If a line of the entries below includes the word "card", it counts; state the total and nothing further.

Source records:
☆ ☆ ☆ ☆

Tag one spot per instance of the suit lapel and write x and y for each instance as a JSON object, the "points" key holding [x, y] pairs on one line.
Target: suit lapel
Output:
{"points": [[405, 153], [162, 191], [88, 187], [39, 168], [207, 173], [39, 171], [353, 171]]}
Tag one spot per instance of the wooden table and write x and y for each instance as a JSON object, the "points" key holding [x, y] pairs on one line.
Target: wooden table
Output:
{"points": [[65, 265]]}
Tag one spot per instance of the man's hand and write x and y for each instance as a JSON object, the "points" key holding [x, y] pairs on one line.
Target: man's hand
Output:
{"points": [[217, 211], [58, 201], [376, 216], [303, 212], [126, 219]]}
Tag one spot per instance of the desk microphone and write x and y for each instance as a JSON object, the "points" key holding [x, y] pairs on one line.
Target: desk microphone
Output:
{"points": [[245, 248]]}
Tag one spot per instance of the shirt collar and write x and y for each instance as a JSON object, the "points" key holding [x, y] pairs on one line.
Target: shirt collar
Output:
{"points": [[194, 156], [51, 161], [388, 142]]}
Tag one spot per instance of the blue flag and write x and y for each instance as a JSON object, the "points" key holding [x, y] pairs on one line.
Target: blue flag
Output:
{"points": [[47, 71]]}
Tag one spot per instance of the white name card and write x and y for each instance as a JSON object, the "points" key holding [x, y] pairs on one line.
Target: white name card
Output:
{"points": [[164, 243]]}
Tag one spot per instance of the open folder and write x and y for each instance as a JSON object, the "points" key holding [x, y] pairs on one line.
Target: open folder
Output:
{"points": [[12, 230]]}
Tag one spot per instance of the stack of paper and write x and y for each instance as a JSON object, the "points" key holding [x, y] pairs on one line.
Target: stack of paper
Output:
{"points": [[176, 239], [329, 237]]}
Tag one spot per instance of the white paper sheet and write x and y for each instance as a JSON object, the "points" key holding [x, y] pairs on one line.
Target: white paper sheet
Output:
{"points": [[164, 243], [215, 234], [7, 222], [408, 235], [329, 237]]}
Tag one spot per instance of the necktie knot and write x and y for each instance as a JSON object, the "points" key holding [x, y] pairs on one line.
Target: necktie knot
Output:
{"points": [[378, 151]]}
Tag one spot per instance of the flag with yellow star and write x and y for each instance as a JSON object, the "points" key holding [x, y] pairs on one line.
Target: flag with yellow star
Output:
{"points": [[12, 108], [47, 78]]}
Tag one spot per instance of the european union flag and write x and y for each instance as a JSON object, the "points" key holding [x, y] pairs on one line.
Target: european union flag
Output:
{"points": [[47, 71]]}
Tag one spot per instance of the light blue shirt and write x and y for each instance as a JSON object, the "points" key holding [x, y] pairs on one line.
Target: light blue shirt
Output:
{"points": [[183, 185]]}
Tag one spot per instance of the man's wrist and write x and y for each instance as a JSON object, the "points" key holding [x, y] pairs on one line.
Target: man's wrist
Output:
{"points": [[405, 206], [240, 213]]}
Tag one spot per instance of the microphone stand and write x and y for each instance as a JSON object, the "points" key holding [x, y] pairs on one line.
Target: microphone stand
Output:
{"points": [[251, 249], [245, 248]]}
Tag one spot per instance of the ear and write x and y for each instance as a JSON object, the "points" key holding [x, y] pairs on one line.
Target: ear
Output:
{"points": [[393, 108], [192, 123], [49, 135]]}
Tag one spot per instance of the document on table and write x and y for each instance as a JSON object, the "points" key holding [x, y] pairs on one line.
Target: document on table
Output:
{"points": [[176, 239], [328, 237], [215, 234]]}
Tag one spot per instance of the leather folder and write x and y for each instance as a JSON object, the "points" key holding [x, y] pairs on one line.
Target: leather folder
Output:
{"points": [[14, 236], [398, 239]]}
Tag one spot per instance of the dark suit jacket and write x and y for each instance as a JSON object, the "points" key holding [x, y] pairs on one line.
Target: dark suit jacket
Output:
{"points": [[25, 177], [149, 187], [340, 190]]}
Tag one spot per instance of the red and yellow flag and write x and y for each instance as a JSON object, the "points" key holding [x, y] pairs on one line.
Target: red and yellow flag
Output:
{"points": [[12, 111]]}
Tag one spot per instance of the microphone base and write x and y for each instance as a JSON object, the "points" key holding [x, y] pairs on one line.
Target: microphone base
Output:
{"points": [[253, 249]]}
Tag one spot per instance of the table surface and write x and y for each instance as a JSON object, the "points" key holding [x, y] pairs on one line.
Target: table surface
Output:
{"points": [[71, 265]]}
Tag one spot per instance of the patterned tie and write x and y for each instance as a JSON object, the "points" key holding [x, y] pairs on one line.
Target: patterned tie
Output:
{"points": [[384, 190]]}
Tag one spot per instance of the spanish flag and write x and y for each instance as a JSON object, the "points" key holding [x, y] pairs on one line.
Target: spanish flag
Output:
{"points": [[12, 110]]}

☆ ☆ ☆ ☆

▸ WRITTEN ANSWER
2